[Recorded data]

=======

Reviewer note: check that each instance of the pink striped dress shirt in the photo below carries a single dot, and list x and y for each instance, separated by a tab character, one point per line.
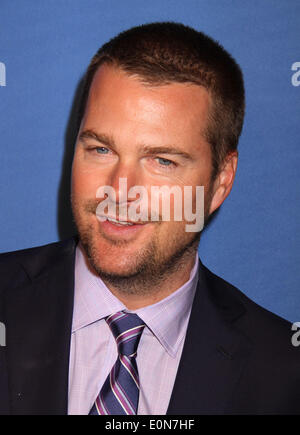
94	350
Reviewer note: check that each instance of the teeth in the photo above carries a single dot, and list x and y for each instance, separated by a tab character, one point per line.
119	222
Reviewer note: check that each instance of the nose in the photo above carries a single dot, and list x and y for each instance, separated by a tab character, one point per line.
125	175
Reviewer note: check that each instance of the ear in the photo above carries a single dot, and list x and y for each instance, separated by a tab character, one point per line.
224	181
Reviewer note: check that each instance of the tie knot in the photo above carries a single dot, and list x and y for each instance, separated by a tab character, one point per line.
127	329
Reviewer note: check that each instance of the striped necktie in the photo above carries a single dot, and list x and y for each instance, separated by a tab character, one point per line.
120	392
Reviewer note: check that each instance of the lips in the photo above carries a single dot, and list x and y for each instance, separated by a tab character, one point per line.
118	222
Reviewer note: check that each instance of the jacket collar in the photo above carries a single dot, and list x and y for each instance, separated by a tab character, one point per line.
214	353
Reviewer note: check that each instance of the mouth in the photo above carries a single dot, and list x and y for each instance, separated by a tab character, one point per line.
119	222
120	228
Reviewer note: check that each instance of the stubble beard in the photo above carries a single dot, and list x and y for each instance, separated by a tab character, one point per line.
151	266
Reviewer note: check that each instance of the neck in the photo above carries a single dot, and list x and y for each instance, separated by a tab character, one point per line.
140	291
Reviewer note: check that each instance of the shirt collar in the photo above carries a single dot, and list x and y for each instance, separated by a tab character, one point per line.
167	319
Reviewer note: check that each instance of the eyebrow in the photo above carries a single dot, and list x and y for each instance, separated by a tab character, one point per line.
149	150
99	137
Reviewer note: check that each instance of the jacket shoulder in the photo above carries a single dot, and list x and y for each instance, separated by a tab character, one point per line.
17	267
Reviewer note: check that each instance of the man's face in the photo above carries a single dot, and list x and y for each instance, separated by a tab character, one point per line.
152	136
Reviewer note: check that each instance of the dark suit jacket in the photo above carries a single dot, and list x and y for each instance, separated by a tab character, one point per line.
237	357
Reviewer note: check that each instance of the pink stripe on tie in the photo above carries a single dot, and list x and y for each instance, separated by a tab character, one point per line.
120	394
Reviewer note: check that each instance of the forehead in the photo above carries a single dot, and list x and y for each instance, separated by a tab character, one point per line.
116	100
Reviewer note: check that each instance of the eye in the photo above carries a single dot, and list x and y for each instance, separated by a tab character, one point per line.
165	162
101	150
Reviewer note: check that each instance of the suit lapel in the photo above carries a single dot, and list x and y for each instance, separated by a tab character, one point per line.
214	353
38	320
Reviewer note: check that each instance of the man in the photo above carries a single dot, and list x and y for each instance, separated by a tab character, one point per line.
127	320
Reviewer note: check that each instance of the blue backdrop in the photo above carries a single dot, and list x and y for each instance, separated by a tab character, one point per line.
45	46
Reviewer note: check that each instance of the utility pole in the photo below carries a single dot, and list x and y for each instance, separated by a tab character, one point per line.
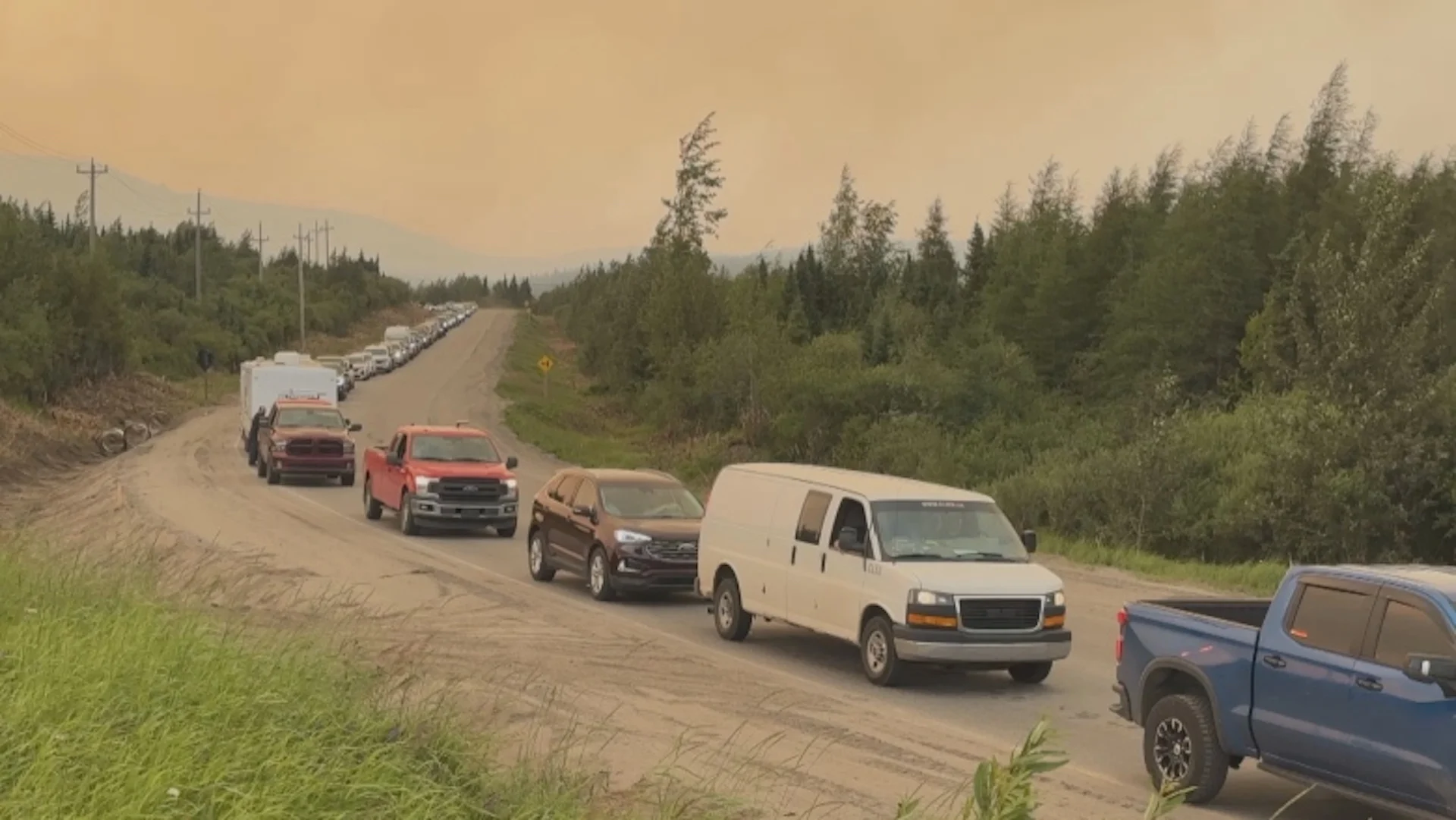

=======

- _Exercise directions_
Copy the records exactly; no image should appear in the result.

- _Worked solution_
Reviewer note: check that each instance of the pink striped dress shirt in the photo below carries a single dot, and list x and y for each instance, separated by a tab character, one point per line.
94	350
Reviewer note: check that each instance of the teeth in the photo above carries a single dot, and list x and y for each instance, separated by a tab character, one point per line.
119	222
Reviewer note: check that each instance of the nose in the photo above carries a single dot, and list x and y for each instance, separated by a tab character, one point per line.
125	175
Reviewer note: check that each instance of the ear in the photo above carries a single dot, and list x and y for each instance, separated by a tab character, one point per line.
224	181
Reviewer note: check that each instance of the tie knot in the photo above carries a single dot, and list x and y for each instance, separated by a tab character, one point per line.
127	329
Reviewer note: check that each instance of the striped necktie in the photo above carries a single dot, and list x and y for each instance, separated by a tab character, one point per line.
120	392
Reviewer note: check that each instance of the lips in the photo above carries a single dot, and list x and y for each instance, separated by a tab character, one point per line.
118	222
Reviewer note: check that each instance of the jacket collar in the photo above carries a single dot, and list x and y for each instance, separated by a tab character, one point per line.
214	353
Reviewer note: check that each instance of the mouth in the photo above carries a single dot, and list x and y for each instance, separated by a tab character, one point per line.
119	222
120	228
Reviewer note: check that each instance of the stubble beard in the photo above carries a single dot, and list x and y for each instance, separated by a tab character, one point per line.
151	266
Reviewer note: check that each instance of the neck in the photo above carries a single dot, and list x and y for each instance, separated by a tab character, one point per line.
140	291
Reviewer note: check that each instance of the shirt collar in the photo above carries a single dot, and list x and y for each instance, separated by a tab character, one point per line.
167	319
Reviewer note: check that each instance of the eyebrow in the photo above carries a single dot, and list x and y for each instance, separated by a tab character, one point per line.
149	150
99	137
Reviewer note: check that each instance of the jacket shoulder in the photo above carries a single dot, and list x and y for each instance, separated by a tab character, one point per line.
17	267
Reviewer note: check that each instance of the man's face in the photo above carries a single dot, and list x and y for each instance, separated by a tab character, one point per line.
152	136
Reviewer note: check that each instance of the dark suit jacket in the photo above carries a single dot, and list x and y for each instance, separated by a tab character, one point per line.
237	357
Reviewer note: check that each instance of the pink stripe on tie in the photo above carries a single dot, and list x and y for each instance, separated by a tab character, one point per line.
120	394
Reviewer note: check that each instance of the forehead in the photo above carries a single dot, and list x and y for each instance, separated by a tab character, one point per line.
116	100
Reviewer note: check that each instance of the eye in the photo above carries a single dot, and list x and y for each instance, separated by a tab character, one point per line.
165	162
101	150
Reviewer note: check that each instance of the suit lapel in the photo above carries a single dot, and list x and y for each instance, separated by a tab character, one point per line.
214	353
38	320
Reviewer note: check that each instance of the man in the photo above carries a single dot, and list x and y for each instance, separated by a tab character, one point per line.
127	320
Reviewer note: check that each instance of the blue backdrop in the photo above carries a single dot, and list x and y for each instance, separated by a tab character, one point per line.
45	46
Reviewer note: check that each instance of the utility pole in the photo below carries a single dot, and list x and y for each instance, separated by a tab character, one point per line.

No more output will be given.